Приведите целиком каждую строку из записей ниже, в которой есть слово "window". Регистр букв учитывается.

╔══

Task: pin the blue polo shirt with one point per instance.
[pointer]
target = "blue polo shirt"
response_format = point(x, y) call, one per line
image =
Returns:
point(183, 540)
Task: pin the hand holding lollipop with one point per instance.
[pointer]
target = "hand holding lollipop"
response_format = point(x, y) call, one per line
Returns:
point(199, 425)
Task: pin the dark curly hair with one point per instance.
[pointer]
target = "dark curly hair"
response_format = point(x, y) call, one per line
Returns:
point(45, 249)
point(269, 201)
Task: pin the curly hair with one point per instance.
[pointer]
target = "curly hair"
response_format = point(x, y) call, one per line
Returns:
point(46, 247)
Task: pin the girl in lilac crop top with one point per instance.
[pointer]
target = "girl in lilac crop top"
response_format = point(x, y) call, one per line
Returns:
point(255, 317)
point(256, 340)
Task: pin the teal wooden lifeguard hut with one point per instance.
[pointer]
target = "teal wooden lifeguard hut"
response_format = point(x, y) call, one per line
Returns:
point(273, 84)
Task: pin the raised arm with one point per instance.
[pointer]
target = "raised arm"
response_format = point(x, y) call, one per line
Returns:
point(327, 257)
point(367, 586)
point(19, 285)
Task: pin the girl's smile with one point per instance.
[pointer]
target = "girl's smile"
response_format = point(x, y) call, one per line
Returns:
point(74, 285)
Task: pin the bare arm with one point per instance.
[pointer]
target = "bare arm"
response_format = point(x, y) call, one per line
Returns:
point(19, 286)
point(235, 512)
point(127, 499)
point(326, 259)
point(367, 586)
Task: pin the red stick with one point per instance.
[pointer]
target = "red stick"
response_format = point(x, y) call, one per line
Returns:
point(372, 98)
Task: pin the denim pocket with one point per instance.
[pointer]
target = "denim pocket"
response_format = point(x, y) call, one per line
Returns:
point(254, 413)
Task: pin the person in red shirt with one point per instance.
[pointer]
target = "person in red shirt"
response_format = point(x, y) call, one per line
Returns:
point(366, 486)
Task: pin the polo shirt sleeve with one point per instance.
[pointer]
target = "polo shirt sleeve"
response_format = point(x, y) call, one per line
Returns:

╚══
╔══

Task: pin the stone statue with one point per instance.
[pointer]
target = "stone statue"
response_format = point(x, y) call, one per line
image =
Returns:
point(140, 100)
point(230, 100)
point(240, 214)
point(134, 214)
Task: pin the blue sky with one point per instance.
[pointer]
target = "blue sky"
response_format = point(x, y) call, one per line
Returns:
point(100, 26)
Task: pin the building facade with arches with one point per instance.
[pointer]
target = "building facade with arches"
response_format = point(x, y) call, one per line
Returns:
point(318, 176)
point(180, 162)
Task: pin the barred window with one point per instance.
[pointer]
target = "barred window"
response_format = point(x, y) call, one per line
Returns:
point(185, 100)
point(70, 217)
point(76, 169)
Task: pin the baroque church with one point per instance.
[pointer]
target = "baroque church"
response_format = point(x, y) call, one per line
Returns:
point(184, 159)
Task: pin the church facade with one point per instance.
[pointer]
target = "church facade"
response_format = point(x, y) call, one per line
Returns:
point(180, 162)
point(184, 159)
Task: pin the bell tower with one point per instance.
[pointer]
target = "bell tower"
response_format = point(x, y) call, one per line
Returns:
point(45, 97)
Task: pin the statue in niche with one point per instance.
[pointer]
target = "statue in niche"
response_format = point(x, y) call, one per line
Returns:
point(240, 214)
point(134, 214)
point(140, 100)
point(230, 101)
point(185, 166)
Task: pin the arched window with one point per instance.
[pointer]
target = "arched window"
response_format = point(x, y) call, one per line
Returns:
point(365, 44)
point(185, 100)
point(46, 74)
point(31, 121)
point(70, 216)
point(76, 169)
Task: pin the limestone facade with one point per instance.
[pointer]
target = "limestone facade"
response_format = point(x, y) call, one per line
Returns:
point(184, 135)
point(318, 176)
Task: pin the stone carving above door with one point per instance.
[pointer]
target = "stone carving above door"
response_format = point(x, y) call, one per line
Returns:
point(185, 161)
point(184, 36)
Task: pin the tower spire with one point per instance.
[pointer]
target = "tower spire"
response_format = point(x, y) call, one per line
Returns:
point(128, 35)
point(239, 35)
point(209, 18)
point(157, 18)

╚══
╔══

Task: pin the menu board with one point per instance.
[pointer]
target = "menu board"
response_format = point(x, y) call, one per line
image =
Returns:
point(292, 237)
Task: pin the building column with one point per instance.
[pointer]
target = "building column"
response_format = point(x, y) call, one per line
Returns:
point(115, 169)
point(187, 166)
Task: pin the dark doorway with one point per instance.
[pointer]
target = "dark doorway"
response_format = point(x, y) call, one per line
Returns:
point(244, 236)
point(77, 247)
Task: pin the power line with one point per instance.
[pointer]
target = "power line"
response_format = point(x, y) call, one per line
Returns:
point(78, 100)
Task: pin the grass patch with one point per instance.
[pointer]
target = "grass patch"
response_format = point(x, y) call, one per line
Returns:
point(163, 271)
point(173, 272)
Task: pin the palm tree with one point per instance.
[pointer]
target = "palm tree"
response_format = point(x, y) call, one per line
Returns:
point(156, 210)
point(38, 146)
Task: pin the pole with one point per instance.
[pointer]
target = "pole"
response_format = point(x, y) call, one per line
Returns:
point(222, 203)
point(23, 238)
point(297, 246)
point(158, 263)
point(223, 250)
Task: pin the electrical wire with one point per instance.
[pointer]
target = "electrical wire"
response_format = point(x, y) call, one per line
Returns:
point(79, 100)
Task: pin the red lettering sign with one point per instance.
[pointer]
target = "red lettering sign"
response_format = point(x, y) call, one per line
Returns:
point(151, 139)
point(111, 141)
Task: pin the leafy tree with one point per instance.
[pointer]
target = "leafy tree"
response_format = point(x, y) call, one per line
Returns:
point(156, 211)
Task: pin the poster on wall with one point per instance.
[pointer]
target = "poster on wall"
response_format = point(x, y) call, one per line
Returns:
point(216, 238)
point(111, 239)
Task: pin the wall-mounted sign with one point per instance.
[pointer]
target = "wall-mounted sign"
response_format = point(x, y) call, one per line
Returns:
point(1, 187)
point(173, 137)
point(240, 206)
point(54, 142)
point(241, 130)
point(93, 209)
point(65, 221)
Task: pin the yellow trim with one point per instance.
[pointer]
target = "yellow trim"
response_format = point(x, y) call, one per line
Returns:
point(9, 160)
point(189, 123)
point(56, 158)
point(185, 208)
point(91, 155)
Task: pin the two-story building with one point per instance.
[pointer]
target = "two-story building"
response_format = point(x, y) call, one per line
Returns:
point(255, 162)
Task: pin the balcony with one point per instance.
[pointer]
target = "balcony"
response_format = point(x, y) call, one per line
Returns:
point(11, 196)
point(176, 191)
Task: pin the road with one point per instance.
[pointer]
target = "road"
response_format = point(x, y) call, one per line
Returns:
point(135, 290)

╚══

◆ Ответ ◆
Task: pin the barred window with one point per instance.
target = "barred window"
Task: pin the arched window with one point per instance.
target = "arched window"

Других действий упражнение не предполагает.